*** Opening of The data ***
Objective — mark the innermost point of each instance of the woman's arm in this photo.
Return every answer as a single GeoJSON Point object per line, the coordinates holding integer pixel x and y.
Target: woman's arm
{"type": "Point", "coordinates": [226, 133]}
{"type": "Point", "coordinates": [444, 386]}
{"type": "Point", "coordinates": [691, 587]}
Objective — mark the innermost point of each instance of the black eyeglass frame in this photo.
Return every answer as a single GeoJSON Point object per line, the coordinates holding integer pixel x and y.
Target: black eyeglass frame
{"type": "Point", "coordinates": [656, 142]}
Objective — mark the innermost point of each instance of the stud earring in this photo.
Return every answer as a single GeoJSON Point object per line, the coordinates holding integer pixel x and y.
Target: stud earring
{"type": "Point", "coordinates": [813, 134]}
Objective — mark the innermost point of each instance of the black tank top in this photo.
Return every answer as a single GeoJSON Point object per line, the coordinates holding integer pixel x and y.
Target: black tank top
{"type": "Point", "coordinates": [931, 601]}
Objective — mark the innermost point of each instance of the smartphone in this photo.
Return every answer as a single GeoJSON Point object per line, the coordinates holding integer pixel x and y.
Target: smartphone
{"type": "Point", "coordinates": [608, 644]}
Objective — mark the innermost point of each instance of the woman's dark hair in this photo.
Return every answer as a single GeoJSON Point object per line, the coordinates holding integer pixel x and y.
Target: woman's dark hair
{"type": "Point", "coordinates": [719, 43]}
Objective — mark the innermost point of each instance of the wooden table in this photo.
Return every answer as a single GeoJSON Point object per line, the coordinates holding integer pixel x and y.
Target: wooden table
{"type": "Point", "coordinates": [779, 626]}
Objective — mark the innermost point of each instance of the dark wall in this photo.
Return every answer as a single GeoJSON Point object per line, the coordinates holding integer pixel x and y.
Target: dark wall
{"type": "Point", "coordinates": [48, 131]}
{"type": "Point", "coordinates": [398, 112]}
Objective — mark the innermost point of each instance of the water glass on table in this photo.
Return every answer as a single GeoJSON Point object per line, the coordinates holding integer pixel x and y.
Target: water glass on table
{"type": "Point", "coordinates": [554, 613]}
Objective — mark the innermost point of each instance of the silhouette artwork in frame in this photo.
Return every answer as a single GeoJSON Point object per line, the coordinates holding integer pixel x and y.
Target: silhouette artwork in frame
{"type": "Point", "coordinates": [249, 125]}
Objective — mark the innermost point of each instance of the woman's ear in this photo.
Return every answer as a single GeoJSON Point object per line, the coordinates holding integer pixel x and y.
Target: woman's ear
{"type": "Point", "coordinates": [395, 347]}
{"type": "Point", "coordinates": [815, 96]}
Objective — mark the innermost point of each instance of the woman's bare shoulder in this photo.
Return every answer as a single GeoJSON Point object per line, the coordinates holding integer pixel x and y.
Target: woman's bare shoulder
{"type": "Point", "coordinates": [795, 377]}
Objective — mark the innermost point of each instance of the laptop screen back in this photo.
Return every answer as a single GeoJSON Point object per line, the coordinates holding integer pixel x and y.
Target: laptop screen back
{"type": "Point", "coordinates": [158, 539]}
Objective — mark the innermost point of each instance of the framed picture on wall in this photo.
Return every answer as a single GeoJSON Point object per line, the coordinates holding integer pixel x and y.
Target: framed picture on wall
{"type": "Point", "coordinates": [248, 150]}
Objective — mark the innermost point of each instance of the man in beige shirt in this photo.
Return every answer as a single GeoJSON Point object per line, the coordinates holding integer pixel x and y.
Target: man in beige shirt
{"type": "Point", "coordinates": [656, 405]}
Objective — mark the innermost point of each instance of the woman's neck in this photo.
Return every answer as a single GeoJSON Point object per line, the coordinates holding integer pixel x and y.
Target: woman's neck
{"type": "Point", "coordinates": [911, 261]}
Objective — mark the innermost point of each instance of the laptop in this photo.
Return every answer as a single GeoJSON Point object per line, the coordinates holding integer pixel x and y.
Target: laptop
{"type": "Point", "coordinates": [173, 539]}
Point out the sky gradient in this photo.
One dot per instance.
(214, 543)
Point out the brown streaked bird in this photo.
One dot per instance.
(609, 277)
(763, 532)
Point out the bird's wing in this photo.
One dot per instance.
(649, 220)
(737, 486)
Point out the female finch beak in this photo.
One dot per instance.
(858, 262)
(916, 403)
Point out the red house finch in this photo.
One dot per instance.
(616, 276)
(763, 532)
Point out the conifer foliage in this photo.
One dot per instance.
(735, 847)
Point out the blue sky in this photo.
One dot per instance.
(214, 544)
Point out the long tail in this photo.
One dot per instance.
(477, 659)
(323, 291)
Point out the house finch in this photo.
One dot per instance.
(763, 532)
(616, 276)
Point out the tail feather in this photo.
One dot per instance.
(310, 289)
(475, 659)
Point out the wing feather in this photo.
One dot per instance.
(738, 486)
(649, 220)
*** Close of The data ***
(What you will do):
An acceptable answer repeats every entry exactly, with nothing omitted.

(Finished exercise):
Objective — mark the innermost point of each instance of the woman's arm in this photo.
Return every answer as a single GeoJSON Point object per line, the coordinates holding integer pixel x and y.
Target: woman's arm
{"type": "Point", "coordinates": [226, 133]}
{"type": "Point", "coordinates": [444, 386]}
{"type": "Point", "coordinates": [691, 587]}
Objective — mark the innermost point of each instance of the black eyeglass frame in this photo.
Return every answer as a single GeoJSON Point object per line, the coordinates holding integer pixel x and y.
Target: black eyeglass frame
{"type": "Point", "coordinates": [656, 142]}
Objective — mark the innermost point of each instance of the stud earring in this photo.
Return every answer as a single GeoJSON Point object per line, the coordinates holding integer pixel x and y.
Target: stud earring
{"type": "Point", "coordinates": [813, 134]}
Objective — mark the innermost point of each instance of the black tank top in this photo.
Return every answer as a single GeoJSON Point object per line, the coordinates holding integer pixel x and y.
Target: black tank top
{"type": "Point", "coordinates": [931, 601]}
Objective — mark the innermost point of each instance of the smartphone in this photo.
Return every answer as a single GeoJSON Point object per line, the coordinates holding integer pixel x and y.
Target: smartphone
{"type": "Point", "coordinates": [608, 644]}
Objective — mark the innermost point of each instance of the woman's dark hair in this photo.
Return every answer as a single GeoJSON Point object per line, the coordinates holding integer pixel x and y.
Target: woman's dark hair
{"type": "Point", "coordinates": [719, 43]}
Objective — mark the innermost point of each instance of the wooden table in this photo.
Return every answer as a single GeoJSON Point object per line, the coordinates holding integer pixel x and y.
Target: wooden table
{"type": "Point", "coordinates": [779, 626]}
Objective — mark the innermost point of each instance of the dark wall in this photo.
Return every answer as a single GeoJSON Point object per line, the coordinates holding integer pixel x and y.
Target: dark wall
{"type": "Point", "coordinates": [48, 131]}
{"type": "Point", "coordinates": [398, 112]}
Objective — mark the innermost point of each instance of the water glass on table in this photo.
Return every answer as a single GeoJSON Point object per line, the coordinates holding integer pixel x and y.
Target: water glass on table
{"type": "Point", "coordinates": [554, 613]}
Objective — mark the innermost point of each instance of the silhouette artwork in frame in this photo.
Return every answer as a single GeoJSON Point object per line, the coordinates holding integer pixel x and y.
Target: silhouette artwork in frame
{"type": "Point", "coordinates": [249, 125]}
Objective — mark the innermost point of each instance of the woman's ear in this photo.
Return every answer as a single GeoJSON Point object per line, the coordinates holding integer pixel x and y.
Target: woman's ear
{"type": "Point", "coordinates": [395, 347]}
{"type": "Point", "coordinates": [815, 96]}
Objective — mark the innermost point of each instance of the woman's bare shoulder in this photo.
Return every answer as a single GeoJSON Point object per line, the coordinates holding integer pixel x and y.
Target: woman's bare shoulder
{"type": "Point", "coordinates": [795, 377]}
Objective — mark the innermost point of each instance of the laptop screen back in this photo.
Return every answer as a single GeoJSON Point object per line, the coordinates holding integer pixel x and y.
Target: laptop screen back
{"type": "Point", "coordinates": [158, 539]}
Objective — mark the innermost point of each instance of the framed picture on wall in this photo.
Return every answer as a single GeoJSON Point object per line, the coordinates holding integer pixel x and y.
Target: framed picture on wall
{"type": "Point", "coordinates": [248, 150]}
Objective — mark the innermost point of each instance of the man in beige shirt in this photo.
Return every answer as a single GeoJSON Point object per line, the coordinates holding integer pixel x and y.
Target: man in beige shirt
{"type": "Point", "coordinates": [656, 405]}
Objective — mark the innermost point of each instance of the woman's neck in this photo.
Return every answer as a single GeoJSON Point object per line, the coordinates holding integer pixel x and y.
Target: woman's neck
{"type": "Point", "coordinates": [911, 261]}
Objective — mark the innermost point of each instance of the laptop in this photo.
Return every answer as a single GeoJSON Point object per line, the coordinates holding integer pixel x and y.
Target: laptop
{"type": "Point", "coordinates": [173, 539]}
Point out the sky gradient in this photo.
One dot per instance.
(214, 543)
Point out the brown streaked bird in this photo.
One dot per instance.
(609, 277)
(763, 532)
Point out the bird's wing in this photo.
One dot per instance.
(649, 220)
(737, 486)
Point out the female finch beak in this photo.
One dot per instance.
(858, 262)
(916, 403)
Point out the red house finch in this photo.
One dot per instance.
(616, 276)
(763, 532)
Point out the conifer foliage in this photo.
One dot per instance.
(735, 847)
Point out the blue sky in this photo.
One dot per instance.
(214, 544)
Point out the long tail in this photo.
One dot per instance.
(477, 659)
(323, 291)
Point out the house finch in this photo.
One dot per instance.
(763, 532)
(616, 276)
Point out the tail feather in this photo.
One dot per instance.
(310, 289)
(475, 659)
Point out the wing feather in this photo.
One dot per instance.
(738, 486)
(649, 220)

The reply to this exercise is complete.